> SHORT EXERCISE 1
Report every line in the records below that contains the word "staircase".

> TEXT PROVIDED
What ports does diaspora* need open for communication?

Since we recommend running on HTTPS you should only need to open the standard port for it: 443. You should have a reverse proxy listening there that forwards the requests to the application server that diaspora* starts, on port 3000 by default. You can use your existing Nginx or Apache to do that. While we don't recommend it, you can run on plain HTTP with its standard port 80 too. Just never let diaspora* listen on these ports directly. You don't need to open the application server port, 3000, it's for internal communication only.

Can I use Apache to run diaspora*?

Yes: diaspora* is a standard Rails application, so you can run it with Passenger, or doing the more common setup which is to use a reverse proxy configuration. Check this example on how to configure that setup.

I installed diaspora* on my machine, went to http://localhost:3000 and signed up. But my friends can't add me!

You set "localhost" as your address, but this is not a valid external address. You first need an externally accessible address - either a domain name or an IP address. Once you have that working, you need to clear your database (`$ bundle exec rake db:drop db:create db:schema:load`) and re-register, coming in via the external URL. Note that if your externally accessible address changes, you need to start over. diaspora* is designed as a server application to run all day and night.

I get 'command not found' if I run bundle install

Make sure RVM is loaded and the correct Ruby version and gemset are activated. The output of the rvm info and gem env commands can be helpful in that. Run gem install bundler to reassure bundler is actually installed.

If you don't use RVM, a common issue is that Debian-based distributions, including Ubuntu, don't add gem executables to the search path. Read up on the PATHenvironment variable on how to solve that.

How do I get past the sign-in page to create a new account?

To create a new account, go to http://yourdiasporainstance.tld/users/sign_up (replacing yourdiasporainstance.tld with the host name of your pod).

I installed diaspora* on my machine, but when I load the site there are no images and the layout looks horrible!

> MATERIAL FOR THE TASK
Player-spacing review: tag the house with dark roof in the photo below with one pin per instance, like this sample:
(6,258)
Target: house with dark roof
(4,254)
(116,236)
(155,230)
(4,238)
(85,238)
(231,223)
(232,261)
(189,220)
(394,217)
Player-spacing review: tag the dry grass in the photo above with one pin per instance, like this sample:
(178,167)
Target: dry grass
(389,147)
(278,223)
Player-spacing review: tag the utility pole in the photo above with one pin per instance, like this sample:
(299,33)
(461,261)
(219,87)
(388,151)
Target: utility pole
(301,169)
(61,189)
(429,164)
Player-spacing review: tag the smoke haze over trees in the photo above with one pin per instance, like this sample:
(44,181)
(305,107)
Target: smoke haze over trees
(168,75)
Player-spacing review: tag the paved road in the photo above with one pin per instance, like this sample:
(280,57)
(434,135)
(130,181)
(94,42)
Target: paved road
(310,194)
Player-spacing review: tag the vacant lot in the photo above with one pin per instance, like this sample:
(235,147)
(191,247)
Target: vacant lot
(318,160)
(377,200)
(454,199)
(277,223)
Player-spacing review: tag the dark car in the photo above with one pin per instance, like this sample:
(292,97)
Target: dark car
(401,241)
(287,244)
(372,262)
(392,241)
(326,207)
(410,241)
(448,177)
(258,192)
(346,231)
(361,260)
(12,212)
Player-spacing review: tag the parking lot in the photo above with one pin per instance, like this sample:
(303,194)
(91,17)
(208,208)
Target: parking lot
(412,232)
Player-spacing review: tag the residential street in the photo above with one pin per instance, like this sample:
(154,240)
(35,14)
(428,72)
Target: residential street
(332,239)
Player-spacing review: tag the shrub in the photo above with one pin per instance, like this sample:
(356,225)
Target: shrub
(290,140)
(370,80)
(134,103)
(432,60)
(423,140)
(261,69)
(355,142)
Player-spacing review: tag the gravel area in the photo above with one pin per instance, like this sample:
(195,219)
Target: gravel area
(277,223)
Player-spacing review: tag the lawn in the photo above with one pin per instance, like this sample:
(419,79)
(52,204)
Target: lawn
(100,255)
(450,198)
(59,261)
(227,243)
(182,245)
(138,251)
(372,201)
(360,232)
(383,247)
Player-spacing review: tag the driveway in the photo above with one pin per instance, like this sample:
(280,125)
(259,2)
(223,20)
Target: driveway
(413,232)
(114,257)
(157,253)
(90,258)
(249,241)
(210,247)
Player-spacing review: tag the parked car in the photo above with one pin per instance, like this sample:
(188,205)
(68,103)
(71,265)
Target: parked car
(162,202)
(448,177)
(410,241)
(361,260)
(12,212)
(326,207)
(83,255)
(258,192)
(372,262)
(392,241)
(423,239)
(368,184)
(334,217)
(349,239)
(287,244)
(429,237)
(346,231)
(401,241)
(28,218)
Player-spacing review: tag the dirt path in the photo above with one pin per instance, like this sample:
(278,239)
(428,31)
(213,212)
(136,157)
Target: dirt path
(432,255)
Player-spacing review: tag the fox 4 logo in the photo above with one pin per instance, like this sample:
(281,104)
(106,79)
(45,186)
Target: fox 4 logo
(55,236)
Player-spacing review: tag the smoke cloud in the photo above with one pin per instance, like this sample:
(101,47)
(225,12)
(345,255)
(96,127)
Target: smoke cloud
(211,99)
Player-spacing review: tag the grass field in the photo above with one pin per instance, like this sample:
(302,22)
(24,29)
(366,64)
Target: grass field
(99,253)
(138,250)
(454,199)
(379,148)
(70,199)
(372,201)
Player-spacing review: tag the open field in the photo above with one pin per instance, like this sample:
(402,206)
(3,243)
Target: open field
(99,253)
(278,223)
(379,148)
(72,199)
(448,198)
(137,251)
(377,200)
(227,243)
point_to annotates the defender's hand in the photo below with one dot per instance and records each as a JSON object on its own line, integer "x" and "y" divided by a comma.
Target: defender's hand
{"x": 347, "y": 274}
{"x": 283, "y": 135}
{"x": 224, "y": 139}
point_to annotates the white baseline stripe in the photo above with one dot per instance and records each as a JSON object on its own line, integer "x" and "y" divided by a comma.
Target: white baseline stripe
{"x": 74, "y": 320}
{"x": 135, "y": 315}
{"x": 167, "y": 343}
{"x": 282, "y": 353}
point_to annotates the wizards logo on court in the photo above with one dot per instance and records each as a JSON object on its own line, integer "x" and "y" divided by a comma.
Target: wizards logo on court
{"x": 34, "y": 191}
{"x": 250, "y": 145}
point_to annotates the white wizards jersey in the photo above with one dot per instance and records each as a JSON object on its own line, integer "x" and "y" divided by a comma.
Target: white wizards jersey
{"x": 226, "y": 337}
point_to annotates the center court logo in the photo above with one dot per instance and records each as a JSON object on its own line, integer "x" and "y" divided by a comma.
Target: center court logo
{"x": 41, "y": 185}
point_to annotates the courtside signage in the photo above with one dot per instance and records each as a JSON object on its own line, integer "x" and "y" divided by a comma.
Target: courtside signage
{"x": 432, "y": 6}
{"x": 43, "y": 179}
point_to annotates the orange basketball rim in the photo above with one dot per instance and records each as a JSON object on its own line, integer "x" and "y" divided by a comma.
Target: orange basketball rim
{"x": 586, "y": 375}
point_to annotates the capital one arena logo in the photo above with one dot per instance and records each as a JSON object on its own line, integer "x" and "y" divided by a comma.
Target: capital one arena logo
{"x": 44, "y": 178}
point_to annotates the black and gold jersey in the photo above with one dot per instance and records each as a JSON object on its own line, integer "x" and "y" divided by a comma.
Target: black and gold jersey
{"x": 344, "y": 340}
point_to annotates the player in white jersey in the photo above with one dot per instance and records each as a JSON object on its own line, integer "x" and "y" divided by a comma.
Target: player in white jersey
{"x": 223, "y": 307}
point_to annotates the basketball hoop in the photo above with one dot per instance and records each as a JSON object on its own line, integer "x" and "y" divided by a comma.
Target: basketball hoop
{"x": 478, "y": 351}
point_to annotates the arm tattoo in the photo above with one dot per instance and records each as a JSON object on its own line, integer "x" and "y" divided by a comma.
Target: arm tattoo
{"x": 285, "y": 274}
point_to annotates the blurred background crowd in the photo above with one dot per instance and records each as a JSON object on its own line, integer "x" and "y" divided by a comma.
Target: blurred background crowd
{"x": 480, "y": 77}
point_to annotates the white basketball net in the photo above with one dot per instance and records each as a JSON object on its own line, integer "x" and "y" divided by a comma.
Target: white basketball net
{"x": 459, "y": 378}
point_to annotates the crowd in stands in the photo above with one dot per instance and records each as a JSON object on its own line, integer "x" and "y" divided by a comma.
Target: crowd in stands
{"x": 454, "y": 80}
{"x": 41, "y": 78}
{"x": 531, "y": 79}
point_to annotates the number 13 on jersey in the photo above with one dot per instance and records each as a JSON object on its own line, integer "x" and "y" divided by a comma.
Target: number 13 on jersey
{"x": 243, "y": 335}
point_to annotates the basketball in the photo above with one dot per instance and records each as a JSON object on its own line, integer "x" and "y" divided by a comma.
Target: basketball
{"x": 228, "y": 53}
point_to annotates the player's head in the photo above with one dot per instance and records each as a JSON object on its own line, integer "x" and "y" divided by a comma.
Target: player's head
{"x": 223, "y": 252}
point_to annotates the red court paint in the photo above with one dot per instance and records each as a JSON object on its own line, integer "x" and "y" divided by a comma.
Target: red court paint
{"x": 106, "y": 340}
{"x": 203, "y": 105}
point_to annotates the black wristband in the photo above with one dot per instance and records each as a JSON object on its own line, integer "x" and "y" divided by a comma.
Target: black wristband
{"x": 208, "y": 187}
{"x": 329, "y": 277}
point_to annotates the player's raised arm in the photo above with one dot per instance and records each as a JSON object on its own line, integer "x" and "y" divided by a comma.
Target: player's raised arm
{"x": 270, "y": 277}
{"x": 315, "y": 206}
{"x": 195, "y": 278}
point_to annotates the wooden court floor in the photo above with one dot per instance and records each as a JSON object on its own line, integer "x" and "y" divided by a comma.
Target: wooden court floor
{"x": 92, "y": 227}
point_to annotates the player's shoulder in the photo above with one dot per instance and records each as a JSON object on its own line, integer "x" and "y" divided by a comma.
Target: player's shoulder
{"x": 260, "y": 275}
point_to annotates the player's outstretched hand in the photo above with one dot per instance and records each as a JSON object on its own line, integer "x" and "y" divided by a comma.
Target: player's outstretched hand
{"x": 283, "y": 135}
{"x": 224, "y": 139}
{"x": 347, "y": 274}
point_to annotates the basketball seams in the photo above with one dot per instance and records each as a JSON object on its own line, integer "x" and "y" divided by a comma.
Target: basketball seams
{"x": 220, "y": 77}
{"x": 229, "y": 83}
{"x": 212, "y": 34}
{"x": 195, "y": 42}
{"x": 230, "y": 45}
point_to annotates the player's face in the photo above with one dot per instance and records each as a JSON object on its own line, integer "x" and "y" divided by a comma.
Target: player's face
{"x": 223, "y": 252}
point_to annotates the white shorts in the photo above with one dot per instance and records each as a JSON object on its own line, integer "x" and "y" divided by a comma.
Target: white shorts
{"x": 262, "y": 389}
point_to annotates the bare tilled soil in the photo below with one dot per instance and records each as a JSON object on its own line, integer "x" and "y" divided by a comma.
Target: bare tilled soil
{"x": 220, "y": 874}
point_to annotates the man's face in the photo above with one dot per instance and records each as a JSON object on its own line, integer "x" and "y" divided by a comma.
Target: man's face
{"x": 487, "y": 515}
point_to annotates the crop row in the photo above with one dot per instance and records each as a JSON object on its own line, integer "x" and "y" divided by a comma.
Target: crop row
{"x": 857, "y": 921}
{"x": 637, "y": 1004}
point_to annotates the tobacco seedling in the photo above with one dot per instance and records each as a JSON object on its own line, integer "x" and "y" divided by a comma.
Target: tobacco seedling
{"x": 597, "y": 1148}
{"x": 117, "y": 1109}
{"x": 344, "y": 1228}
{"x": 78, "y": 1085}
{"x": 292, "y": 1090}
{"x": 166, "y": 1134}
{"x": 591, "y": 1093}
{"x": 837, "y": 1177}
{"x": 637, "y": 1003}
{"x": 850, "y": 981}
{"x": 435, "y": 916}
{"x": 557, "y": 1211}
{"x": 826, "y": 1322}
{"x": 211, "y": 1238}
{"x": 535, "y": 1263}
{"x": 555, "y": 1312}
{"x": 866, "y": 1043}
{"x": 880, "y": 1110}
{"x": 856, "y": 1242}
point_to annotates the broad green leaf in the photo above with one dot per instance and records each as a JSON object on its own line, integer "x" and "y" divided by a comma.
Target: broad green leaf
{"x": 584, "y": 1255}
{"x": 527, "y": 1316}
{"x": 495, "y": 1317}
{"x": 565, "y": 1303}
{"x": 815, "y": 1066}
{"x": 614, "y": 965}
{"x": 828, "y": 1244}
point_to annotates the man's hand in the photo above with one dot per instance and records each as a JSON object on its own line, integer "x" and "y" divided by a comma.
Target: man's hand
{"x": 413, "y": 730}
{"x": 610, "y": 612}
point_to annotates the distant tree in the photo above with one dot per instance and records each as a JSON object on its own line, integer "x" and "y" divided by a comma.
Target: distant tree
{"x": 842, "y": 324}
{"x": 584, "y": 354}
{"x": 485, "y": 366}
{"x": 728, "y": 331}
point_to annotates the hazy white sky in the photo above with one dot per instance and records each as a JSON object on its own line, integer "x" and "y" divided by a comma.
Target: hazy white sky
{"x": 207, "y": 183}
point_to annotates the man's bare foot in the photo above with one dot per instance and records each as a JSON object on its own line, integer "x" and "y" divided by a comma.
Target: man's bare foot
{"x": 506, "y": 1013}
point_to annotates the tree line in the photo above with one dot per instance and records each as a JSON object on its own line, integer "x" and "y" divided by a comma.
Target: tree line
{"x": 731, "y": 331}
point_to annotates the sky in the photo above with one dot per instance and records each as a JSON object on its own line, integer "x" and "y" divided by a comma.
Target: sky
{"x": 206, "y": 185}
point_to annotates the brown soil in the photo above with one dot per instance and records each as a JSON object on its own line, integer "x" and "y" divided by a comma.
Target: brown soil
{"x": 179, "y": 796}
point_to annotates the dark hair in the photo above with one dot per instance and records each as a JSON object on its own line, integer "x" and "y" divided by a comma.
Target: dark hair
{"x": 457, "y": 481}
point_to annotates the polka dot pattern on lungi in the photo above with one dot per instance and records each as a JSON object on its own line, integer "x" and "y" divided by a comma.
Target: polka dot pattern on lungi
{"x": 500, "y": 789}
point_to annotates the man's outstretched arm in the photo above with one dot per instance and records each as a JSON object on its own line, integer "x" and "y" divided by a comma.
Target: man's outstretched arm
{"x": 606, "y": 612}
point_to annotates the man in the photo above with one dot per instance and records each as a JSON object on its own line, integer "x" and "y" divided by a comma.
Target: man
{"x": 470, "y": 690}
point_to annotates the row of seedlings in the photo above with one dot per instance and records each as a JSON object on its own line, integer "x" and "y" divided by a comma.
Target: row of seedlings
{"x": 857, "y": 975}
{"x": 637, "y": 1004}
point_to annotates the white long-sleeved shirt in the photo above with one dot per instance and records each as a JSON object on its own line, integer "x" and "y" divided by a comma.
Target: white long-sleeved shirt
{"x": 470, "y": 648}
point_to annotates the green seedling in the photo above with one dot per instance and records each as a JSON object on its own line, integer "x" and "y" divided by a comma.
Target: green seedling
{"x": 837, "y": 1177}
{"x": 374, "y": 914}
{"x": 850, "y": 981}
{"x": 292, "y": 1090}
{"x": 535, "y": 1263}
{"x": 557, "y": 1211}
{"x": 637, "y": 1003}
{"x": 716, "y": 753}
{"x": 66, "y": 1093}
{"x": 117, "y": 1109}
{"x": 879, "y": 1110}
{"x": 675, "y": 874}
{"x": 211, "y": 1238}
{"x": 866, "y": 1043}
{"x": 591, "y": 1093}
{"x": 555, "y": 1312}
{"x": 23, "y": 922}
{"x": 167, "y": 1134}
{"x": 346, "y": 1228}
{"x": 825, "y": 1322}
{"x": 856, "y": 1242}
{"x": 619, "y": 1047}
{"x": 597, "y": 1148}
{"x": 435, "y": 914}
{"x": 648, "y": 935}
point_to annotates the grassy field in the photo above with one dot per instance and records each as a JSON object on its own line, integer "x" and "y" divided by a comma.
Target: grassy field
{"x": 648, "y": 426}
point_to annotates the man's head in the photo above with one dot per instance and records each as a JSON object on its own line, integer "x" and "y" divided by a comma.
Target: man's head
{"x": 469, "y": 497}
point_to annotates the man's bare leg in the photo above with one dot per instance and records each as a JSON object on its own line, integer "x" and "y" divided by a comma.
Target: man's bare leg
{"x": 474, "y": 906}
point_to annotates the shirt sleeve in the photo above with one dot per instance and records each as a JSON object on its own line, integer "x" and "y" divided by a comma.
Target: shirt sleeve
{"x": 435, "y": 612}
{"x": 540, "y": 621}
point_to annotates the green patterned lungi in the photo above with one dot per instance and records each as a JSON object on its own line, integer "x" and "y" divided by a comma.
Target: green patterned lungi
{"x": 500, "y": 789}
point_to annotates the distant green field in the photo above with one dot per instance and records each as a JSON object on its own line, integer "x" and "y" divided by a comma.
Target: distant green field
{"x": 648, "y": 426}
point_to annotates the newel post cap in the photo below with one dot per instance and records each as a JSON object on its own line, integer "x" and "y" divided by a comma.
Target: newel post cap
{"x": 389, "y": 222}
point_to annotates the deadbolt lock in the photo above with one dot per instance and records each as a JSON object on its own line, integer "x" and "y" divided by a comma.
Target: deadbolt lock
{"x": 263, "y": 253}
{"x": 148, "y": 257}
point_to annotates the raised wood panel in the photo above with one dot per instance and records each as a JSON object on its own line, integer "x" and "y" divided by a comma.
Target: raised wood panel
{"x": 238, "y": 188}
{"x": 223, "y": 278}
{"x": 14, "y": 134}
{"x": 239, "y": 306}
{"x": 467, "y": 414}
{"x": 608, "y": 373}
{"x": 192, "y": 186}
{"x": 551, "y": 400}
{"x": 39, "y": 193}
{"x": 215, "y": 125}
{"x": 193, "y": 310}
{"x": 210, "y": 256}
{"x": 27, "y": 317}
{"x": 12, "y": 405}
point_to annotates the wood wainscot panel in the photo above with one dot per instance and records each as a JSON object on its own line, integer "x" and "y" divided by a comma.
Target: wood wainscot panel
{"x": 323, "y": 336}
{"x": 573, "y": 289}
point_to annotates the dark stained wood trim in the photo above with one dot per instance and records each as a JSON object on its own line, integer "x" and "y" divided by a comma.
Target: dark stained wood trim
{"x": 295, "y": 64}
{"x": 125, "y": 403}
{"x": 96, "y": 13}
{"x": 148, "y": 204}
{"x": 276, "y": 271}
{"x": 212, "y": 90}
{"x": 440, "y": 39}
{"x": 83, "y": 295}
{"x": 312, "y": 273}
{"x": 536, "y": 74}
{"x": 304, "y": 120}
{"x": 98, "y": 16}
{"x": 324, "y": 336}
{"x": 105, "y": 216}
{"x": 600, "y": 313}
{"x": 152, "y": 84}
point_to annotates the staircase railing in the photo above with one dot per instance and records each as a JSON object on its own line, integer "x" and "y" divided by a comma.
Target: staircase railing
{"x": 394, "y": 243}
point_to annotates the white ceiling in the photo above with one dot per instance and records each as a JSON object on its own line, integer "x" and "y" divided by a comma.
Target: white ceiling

> SHORT EXERCISE 2
List every port number mentioned in the text about running diaspora*.

> COMPLETE OUTPUT 1
point_to annotates the staircase railing in the photo above with one dot per instance and records each as a JSON object on its own line, integer "x" and "y" divided by a comma.
Target: staircase railing

> COMPLETE OUTPUT 2
443
3000
80